** Activity **
Write out each line below precisely, passing over the pictures.

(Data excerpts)
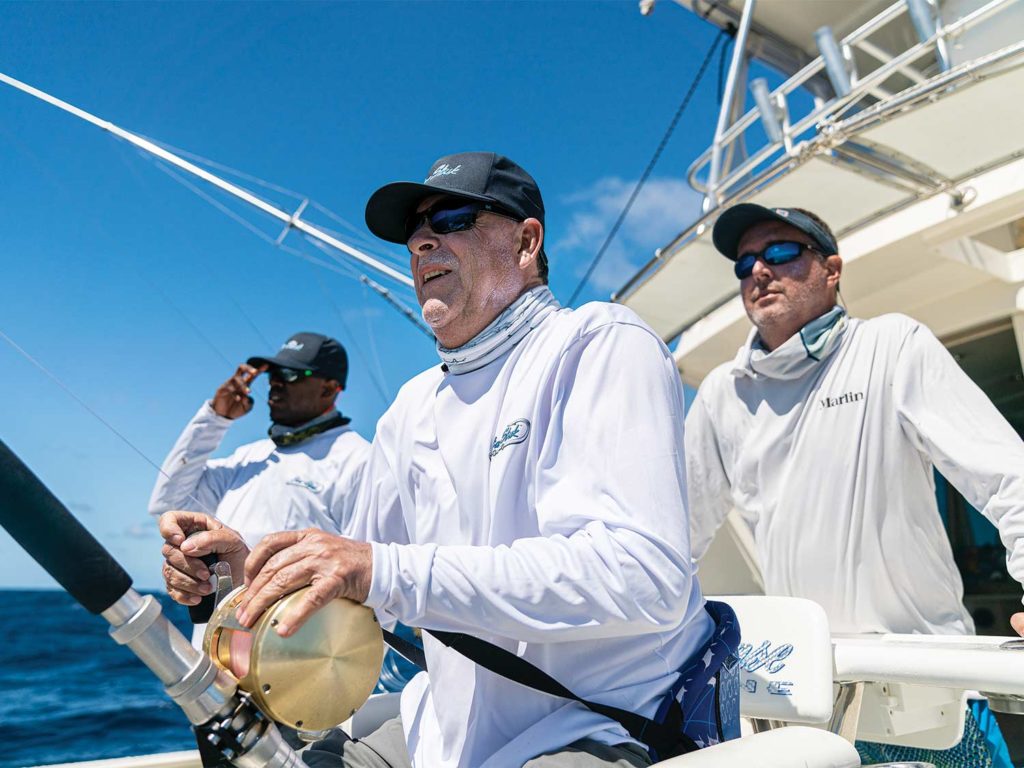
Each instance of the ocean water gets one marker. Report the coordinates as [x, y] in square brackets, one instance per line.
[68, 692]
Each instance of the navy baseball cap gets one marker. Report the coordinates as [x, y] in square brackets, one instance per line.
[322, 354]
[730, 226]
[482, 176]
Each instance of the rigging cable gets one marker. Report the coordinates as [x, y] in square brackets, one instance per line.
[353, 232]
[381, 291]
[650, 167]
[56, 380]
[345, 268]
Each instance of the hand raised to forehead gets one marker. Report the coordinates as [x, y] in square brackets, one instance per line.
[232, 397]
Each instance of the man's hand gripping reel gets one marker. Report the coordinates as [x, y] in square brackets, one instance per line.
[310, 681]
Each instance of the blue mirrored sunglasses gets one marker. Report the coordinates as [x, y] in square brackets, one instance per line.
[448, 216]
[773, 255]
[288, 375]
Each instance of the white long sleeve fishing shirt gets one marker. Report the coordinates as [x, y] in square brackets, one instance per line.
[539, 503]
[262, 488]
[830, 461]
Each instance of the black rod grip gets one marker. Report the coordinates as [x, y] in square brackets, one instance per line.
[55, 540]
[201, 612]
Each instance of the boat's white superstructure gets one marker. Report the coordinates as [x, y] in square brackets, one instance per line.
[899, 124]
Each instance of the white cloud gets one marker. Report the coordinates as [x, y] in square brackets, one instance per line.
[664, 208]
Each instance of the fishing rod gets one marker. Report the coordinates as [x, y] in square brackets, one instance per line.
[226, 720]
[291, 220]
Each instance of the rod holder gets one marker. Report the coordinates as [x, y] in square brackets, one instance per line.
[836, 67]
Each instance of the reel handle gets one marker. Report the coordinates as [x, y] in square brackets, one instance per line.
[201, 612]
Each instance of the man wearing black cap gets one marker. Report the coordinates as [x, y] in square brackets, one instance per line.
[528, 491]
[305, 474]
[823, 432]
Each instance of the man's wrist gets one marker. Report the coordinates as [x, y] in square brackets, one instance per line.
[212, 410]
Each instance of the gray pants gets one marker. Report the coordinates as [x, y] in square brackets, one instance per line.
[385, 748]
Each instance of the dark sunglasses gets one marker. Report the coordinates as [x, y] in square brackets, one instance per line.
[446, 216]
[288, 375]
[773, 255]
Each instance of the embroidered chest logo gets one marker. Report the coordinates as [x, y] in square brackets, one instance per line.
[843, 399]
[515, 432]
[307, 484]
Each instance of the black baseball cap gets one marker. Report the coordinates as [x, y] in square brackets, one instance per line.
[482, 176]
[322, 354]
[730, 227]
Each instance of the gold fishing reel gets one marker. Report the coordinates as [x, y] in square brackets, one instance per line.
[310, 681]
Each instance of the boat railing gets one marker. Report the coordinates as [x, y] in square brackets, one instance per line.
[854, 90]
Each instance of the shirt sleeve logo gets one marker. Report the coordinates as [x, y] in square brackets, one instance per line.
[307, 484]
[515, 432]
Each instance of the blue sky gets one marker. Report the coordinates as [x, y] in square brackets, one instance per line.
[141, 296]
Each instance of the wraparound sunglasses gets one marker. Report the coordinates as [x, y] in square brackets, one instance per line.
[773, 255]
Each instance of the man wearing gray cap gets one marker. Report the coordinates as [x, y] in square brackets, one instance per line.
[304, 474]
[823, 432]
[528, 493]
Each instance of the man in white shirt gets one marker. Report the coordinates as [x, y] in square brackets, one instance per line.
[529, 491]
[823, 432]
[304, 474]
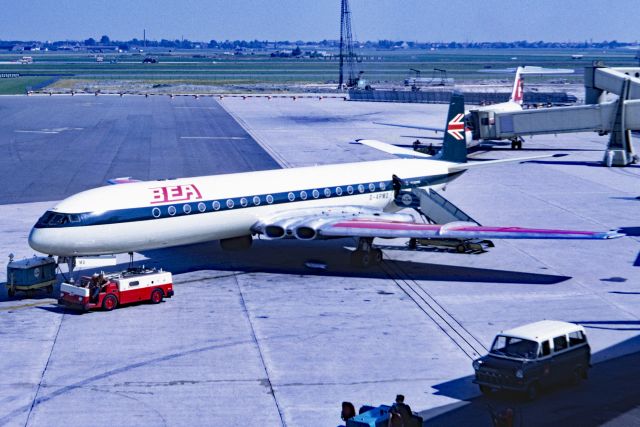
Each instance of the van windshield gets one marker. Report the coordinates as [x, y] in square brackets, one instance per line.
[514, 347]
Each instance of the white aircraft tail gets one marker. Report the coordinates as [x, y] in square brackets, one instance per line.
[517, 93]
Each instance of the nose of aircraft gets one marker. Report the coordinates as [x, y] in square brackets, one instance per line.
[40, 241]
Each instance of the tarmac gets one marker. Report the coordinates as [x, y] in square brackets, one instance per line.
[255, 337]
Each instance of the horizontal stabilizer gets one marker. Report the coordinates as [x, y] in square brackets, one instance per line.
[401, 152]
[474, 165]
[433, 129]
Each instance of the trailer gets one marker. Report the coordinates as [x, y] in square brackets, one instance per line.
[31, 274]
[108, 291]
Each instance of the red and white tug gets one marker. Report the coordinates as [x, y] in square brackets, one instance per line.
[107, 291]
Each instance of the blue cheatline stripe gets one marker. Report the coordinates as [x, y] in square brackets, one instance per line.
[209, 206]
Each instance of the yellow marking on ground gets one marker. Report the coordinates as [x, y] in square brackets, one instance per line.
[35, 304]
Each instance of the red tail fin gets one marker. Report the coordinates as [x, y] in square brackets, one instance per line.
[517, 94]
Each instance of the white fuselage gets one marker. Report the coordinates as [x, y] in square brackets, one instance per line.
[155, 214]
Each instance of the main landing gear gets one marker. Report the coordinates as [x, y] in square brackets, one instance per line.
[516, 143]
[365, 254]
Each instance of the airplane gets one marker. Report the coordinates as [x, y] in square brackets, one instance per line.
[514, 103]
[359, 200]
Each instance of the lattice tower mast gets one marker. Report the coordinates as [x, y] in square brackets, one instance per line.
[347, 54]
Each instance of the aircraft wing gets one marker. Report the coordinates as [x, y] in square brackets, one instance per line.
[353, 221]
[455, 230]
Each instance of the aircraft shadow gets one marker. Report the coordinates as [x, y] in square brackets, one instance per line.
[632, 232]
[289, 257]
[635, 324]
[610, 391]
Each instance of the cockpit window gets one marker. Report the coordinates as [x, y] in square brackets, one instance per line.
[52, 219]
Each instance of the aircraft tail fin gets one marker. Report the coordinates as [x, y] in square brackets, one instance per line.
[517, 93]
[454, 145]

** Finished exercise **
Each instance of the ocean water gets one marker. Report the coordinates as [x, y] in square brackets, one instance per line.
[68, 692]
Each instance of the navy baseball cap gets one marker. Report the coordinates as [x, y] in square brackets, one instance per line.
[322, 354]
[730, 226]
[482, 176]
Each instance of the rigging cable gets one marker. Report the coordinates as [x, y] in square brackets, one instance per line.
[353, 232]
[381, 291]
[650, 167]
[56, 380]
[345, 268]
Each instance of the hand raised to forehead gets one marker. Report the coordinates as [x, y] in square brackets, one instance per line.
[232, 397]
Each instance of the man's hand gripping reel gets one marker. Report the coordinates as [x, y] in square brackets, one instance per line.
[310, 681]
Each instance of the blue mirrored sunglasses gets one marker. Report the coordinates as [x, y] in square brackets, one instance per line.
[448, 216]
[773, 255]
[288, 375]
Each instance of the white long sleeve fishing shirt gets one marker. Report the coordinates as [x, y] in square brackets, one instance per line.
[539, 503]
[262, 488]
[830, 461]
Each instance of the black rod grip gets one marker. Report the coordinates as [x, y] in square brackets, one instance per line.
[55, 540]
[201, 612]
Each instance of the boat's white superstructure gets one marker. Report the coordinates as [x, y] in square brackets, one instance per line.
[899, 124]
Each instance of the white cloud gets one marker. Report the coordinates as [x, y] in square brackets, one instance per line.
[664, 208]
Each instance of the fishing rod gets one marker. Report the coordinates as [x, y] in square brackets, one instance per line.
[226, 720]
[291, 220]
Each instance of the rod holder gets one marker. Report the coordinates as [x, y] in square brackets, one instance per line.
[836, 67]
Each instance of the reel handle gets one marker. Report the coordinates as [x, y] in square brackets, one instance per line.
[201, 612]
Each instance of the man wearing black cap gets one marker. Report the coordinates as [x, y] in square brackets, one instance per line.
[528, 491]
[305, 474]
[823, 432]
Each instance of the man's wrist gets one marker. Report the coordinates as [x, y] in square brackets, one instance per line.
[212, 410]
Each instance of the gray pants gets one marker. Report the coordinates as [x, y] in square brackets, one instance per line.
[385, 748]
Each instance of the dark sunglasses gets one marker. Report the coordinates as [x, y] in square brackets, one instance per line.
[446, 216]
[288, 375]
[773, 255]
Each instance of the embroidered chest logo gets one marker. Report the coordinates as [x, y] in square brackets, one instance per line.
[843, 399]
[515, 432]
[307, 484]
Each instance of the black baseball cap gets one marker. Report the coordinates as [x, y] in square brackets, one instance per line.
[482, 176]
[322, 354]
[730, 227]
Each instance of the gold fishing reel gets one marker. Report the coordinates as [x, y] in square brackets, one instance per line.
[310, 681]
Each instance of the boat railing gets one marker. Report the coordinates as [x, y] in square brackets, one instance per line.
[854, 90]
Each instance of the shirt sleeve logo gets one marker. Report the coordinates as [x, y] in square brackets, one instance per line.
[307, 484]
[515, 432]
Each instance of the blue sky gets one marker. Report the coordinates as [x, y] in square brackets, one instance per line.
[141, 296]
Each instance of the wraparound sunglasses gets one marker. Report the coordinates as [x, y] in square brackets, one instance per line.
[773, 255]
Each instance of the man wearing gray cap gets one marker. Report the coordinates as [x, y] in square brackets, one instance per line.
[304, 474]
[823, 432]
[528, 493]
Each instance of the man in white shirt gets one marker. Report the coordinates as [x, y] in square brackets, one instance per line.
[529, 491]
[823, 432]
[304, 474]
Each instance of the van windshield gets one marker. Report the coordinates as [x, y] in square brackets, one instance per line.
[514, 347]
Each instance of the white aircraft tail gets one marker. Report the coordinates as [x, y] in square brackets, one instance per line.
[517, 93]
Each instance of the nose of aircraft gets one marker. Report the coordinates as [x, y] in square brackets, one instance per line.
[40, 241]
Each instance of the tarmac gets one marker. Report the coordinates as [x, y] in square brackets, one instance per line.
[255, 337]
Each instance of the horizontal stabilizer gets one marker. Report the coordinates as [x, y] in square brackets, one instance per line.
[401, 152]
[474, 165]
[433, 129]
Each instance of the trailer gets one marker. Report the coordinates as [x, y] in square brackets, one instance per line.
[31, 274]
[108, 291]
Each instance of the red and white tug gets one marker. Report the coordinates as [x, y] in square brackets, one instance per line.
[107, 291]
Each instance of the blue cheatline stripe gets one marker. Report the coordinates as [x, y] in square brackets, one instance per line.
[209, 206]
Each instance of the yellow marking on ground gets one marker. Report the coordinates as [x, y] in square brackets, one instance per line.
[35, 304]
Each instance of the red tail fin gets one marker. Report the coordinates as [x, y] in square brackets, one instance per line.
[517, 94]
Each instance of the white fuselage gets one marker. Report the coordinates as [x, y] in square brackets, one instance per line.
[155, 214]
Each instance of the main landing gear gets one marker. Report the coordinates as [x, y] in square brackets, one instance per line.
[516, 143]
[365, 254]
Each instance of the airplane gets one marker. Report the coordinates as [x, y] in square brackets, one instance per line.
[514, 103]
[359, 200]
Each instance of the lattice tower mast gets one marker. Report the coordinates as [x, y] in square brackets, one instance per line.
[347, 54]
Each instance of the aircraft wing gets one marker. Report the coordinates as [x, y] in square brackets, one instance per line.
[353, 221]
[455, 230]
Each instance of the aircraft shadow gets one marker. Report the coordinates as [x, y] in square brackets, one instance per line.
[632, 232]
[289, 257]
[635, 324]
[610, 391]
Each instance of the cockpit window gets one marker. Report the coordinates as [x, y] in square brackets, one instance per line.
[52, 219]
Each instance of the aircraft tail fin gets one marker. Report the coordinates as [x, y] in square brackets, one instance per line.
[517, 93]
[454, 145]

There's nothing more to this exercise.